_WORK INSTRUCTIONS_: Can you put every line of the material below into a Markdown table with the columns Row and Line, skipping blank lines and leaving the pictures out?

Saved items
/---

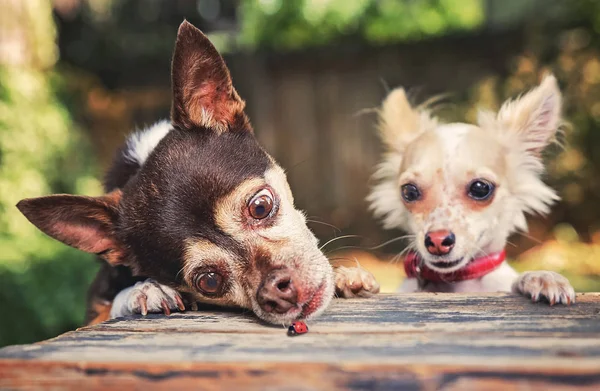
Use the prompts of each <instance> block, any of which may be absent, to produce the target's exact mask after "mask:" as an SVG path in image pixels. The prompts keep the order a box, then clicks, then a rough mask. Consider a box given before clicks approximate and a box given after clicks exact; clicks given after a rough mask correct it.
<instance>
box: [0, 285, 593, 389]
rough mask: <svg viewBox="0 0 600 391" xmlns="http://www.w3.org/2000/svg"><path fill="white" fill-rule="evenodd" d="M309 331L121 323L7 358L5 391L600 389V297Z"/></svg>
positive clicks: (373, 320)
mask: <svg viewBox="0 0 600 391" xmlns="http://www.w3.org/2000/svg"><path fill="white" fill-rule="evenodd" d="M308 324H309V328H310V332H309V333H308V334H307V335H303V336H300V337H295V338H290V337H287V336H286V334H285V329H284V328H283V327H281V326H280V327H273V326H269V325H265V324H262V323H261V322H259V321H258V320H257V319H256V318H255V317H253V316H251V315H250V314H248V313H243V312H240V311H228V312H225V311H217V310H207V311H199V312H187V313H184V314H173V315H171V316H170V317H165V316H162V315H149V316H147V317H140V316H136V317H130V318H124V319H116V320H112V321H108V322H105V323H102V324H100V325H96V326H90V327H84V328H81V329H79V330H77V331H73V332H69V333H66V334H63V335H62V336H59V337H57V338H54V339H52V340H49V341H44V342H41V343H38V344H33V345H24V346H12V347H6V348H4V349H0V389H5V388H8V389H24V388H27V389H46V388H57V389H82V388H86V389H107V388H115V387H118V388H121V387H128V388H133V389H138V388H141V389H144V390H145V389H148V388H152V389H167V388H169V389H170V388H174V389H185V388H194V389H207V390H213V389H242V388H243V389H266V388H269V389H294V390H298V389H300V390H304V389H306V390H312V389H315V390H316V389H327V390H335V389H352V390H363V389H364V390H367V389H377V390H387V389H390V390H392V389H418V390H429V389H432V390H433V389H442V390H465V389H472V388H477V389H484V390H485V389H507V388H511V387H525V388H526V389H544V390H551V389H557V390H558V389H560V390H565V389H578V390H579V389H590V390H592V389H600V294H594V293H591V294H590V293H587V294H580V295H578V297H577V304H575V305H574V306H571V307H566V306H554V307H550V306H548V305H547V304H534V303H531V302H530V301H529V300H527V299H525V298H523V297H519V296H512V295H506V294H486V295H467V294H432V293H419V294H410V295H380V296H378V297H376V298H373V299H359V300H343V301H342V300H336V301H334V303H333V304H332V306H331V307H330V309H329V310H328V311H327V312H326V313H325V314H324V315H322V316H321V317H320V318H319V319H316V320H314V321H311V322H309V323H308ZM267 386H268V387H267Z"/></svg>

\---

_RESPONSE BELOW_:
| Row | Line |
|---|---|
| 1 | Use the prompts of each <instance> block, any of which may be absent, to produce the target's exact mask after "mask:" as an SVG path in image pixels. The prompts keep the order a box, then clicks, then a rough mask. Consider a box given before clicks approximate and a box given after clicks exact; clicks given after a rough mask correct it. |
| 2 | <instance> |
| 3 | box: [0, 285, 593, 389] |
| 4 | rough mask: <svg viewBox="0 0 600 391" xmlns="http://www.w3.org/2000/svg"><path fill="white" fill-rule="evenodd" d="M309 331L121 323L7 358L5 391L600 389V297Z"/></svg> |
| 5 | positive clicks: (373, 320) |
| 6 | mask: <svg viewBox="0 0 600 391" xmlns="http://www.w3.org/2000/svg"><path fill="white" fill-rule="evenodd" d="M308 324H309V328H310V332H309V333H308V334H307V335H303V336H300V337H295V338H290V337H287V336H286V334H285V329H284V328H283V327H281V326H280V327H273V326H269V325H265V324H262V323H261V322H259V321H258V320H257V319H256V318H255V317H253V316H251V315H250V314H248V313H243V312H240V311H228V312H225V311H217V310H207V311H199V312H187V313H184V314H173V315H171V316H170V317H165V316H162V315H149V316H147V317H140V316H136V317H130V318H124V319H116V320H112V321H108V322H105V323H102V324H100V325H96V326H90V327H84V328H81V329H79V330H77V331H73V332H69V333H66V334H63V335H62V336H59V337H57V338H54V339H52V340H49V341H44V342H41V343H38V344H33V345H24V346H12V347H6V348H4V349H0V389H5V388H8V389H24V388H27V389H46V388H57V389H82V388H86V389H107V388H115V387H118V388H121V387H128V388H133V389H138V388H141V389H144V390H145V389H148V388H152V389H167V388H169V389H170V388H174V389H185V388H194V389H207V390H213V389H242V388H243V389H266V388H269V389H294V390H298V389H300V390H304V389H306V390H312V389H315V390H316V389H327V390H335V389H352V390H363V389H364V390H367V389H377V390H387V389H390V390H392V389H418V390H429V389H432V390H433V389H442V390H465V389H472V388H477V389H484V390H485V389H507V388H511V387H525V388H526V389H544V390H551V389H557V390H558V389H560V390H565V389H578V390H579V389H590V390H592V389H600V294H594V293H591V294H590V293H587V294H580V295H578V297H577V304H575V305H574V306H571V307H566V306H554V307H550V306H548V305H547V304H534V303H531V302H530V301H529V300H527V299H525V298H523V297H519V296H512V295H506V294H486V295H467V294H432V293H419V294H410V295H380V296H378V297H376V298H373V299H359V300H343V301H342V300H336V301H334V303H333V304H332V306H331V307H330V309H329V310H328V311H327V312H326V313H325V314H324V315H322V316H321V317H320V318H319V319H316V320H314V321H311V322H309V323H308ZM267 386H268V387H267Z"/></svg> |